Document passage:
'''

Homemade Fudge Sauce: Satisfying and Gratifying!

Now that summer's truly on the way out and cooler weather approaches, it's time to think about warmer food choices. Hot chocolate comes to mind. But not hot chocolate from a mix, rather, hot chocolate from homemade hot fudge sauce. If you haven't had this, you haven't had hot chocolate.

So let's talk about homemade hot fudge sauce. After making your own, a brown squirt bottle of store-bought chocolate syrup will never do. Even some of the gourmet varieties of store-bought hot fudge sauce pale in comparison. They're either too sweet, too lackluster, or don't have enough chocolate intensity. And taste notwithstanding, it's more economical to make your own. And more satisfying and gratifying!

My Aunt Annie got a big kick out of surprising us with yummy things to eat when we'd visit. No effort was too much for her favorite nieces and nephews. And she was the "scratch cook par excellence," which made what she had to share all the more awesome, because we knew whatever it was didn't come from a jar or box.

One favorite treat we still talk about to this day is her homemade fudge sauce. We poured this sweetness over everything--pie, cake, puddings, cream puffs, donuts, pancakes and crepes, and of course, ice cream. We also discovered that hot fudge sauce can really gussy up strawberry shortcake! For a yummy chocolate, salty, crunchie taste, we even spread some on saltine crackers. And of course, that experiment led to dipping spoonfuls of old fashioned peanut butter into this amazing sauce--Reese's Peanut Butter Cups had nothin' on us!

All this brings me back to what I mentioned above--hot chocolate made from hot fudge sauce. That was our last and most triumphant discovery. It was a chilly September afternoon and somebody asked Aunt Annie if we could make hot chocolate. She said she'd just used up all her cocoa for the hot fudge sauce we were eying. But then she asked us if we'd like to try mixing some of that into piping hot milk. And what a terrific idea that was. To this day, none of us kids make our hot cocoa any other way.

Her sauce is really satisfying. It's robust, with a deep chocolate intensity without being overly sweet. And the mouth-feel is wonderful, too--silky smooth. If you like chocolate, you'll love how this is full-tilt on the chocolate oomph meter.

'''

Supplied material:

'''

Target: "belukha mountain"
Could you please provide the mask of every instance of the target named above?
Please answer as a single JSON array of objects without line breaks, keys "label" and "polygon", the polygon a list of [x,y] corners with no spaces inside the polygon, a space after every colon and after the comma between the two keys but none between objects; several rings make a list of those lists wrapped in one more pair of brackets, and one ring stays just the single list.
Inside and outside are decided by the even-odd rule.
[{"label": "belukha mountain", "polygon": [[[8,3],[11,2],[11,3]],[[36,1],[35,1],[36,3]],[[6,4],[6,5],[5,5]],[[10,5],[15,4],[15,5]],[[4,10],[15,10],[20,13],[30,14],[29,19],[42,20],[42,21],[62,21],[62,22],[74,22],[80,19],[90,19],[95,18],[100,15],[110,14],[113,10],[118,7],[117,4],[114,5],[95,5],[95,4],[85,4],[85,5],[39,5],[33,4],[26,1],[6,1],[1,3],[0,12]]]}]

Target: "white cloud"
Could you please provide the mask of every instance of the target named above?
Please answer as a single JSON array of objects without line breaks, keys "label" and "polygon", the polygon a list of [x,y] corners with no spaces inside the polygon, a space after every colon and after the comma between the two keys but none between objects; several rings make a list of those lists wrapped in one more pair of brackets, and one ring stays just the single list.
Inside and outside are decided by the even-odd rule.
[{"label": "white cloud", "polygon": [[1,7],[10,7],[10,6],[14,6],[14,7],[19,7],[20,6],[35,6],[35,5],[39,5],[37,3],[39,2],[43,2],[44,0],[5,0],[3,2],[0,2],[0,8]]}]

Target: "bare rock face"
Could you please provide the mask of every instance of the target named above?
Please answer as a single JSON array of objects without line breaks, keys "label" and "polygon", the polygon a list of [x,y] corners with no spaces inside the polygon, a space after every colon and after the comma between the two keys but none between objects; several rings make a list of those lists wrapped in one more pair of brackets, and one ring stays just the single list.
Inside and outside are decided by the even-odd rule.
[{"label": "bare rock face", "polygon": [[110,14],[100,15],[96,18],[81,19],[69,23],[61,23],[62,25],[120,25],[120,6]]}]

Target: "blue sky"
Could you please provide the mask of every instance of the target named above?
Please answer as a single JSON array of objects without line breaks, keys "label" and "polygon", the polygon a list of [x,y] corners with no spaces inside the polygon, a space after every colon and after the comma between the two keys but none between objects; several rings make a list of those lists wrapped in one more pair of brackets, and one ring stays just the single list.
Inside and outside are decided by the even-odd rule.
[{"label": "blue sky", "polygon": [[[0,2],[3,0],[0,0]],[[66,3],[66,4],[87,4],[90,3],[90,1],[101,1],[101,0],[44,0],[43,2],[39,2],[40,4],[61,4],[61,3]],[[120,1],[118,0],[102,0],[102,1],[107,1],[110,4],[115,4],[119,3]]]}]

'''
'''

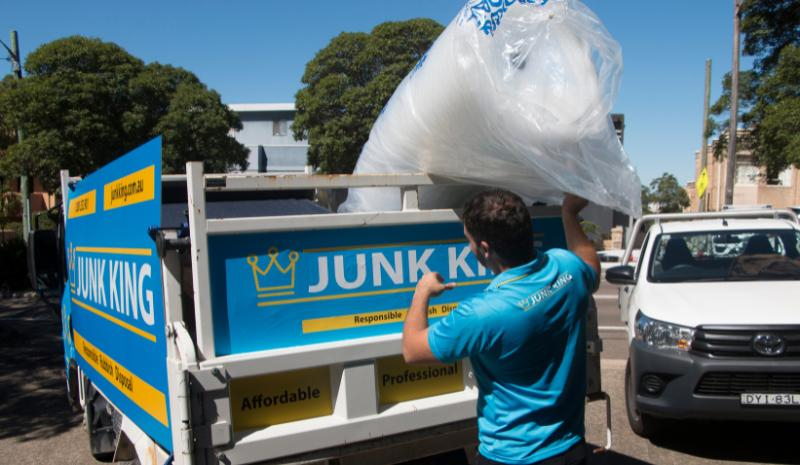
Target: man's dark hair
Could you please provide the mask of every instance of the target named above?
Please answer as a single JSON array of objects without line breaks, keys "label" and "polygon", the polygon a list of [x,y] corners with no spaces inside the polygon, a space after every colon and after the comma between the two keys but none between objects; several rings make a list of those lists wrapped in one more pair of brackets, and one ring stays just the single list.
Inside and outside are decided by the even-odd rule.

'''
'''

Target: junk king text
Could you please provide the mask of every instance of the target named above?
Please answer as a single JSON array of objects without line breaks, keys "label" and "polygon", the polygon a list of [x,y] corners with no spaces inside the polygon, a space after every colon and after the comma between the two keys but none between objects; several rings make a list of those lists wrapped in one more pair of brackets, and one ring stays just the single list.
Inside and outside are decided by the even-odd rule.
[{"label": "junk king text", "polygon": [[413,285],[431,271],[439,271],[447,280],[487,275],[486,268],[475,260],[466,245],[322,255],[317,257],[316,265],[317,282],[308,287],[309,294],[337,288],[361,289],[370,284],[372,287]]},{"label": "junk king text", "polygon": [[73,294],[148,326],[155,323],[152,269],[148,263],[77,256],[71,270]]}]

'''

Required work:
(a) In the fudge sauce article, what had Aunt Annie used up all her cocoa on?
(b) Return the fudge sauce article from "My Aunt Annie" to "jar or box.".
(c) Does each statement agree with the fudge sauce article? Answer yes or no for each, quoting the deciding words: (i) Store-bought sauce is cheaper than homemade. (ii) The sauce was spread on saltine crackers. (iii) The hot chocolate discovery happened on a chilly September afternoon.

Outputs in order:
(a) The hot fudge sauce the kids were eying.

(b)
My Aunt Annie got a big kick out of surprising us with yummy things to eat when we'd visit. No effort was too much for her favorite nieces and nephews. And she was the "scratch cook par excellence," which made what she had to share all the more awesome, because we knew whatever it was didn't come from a jar or box.

(c)
(i) No: "it's more economical to make your own."
(ii) Yes: "we even spread some on saltine crackers."
(iii) Yes: "It was a chilly September afternoon"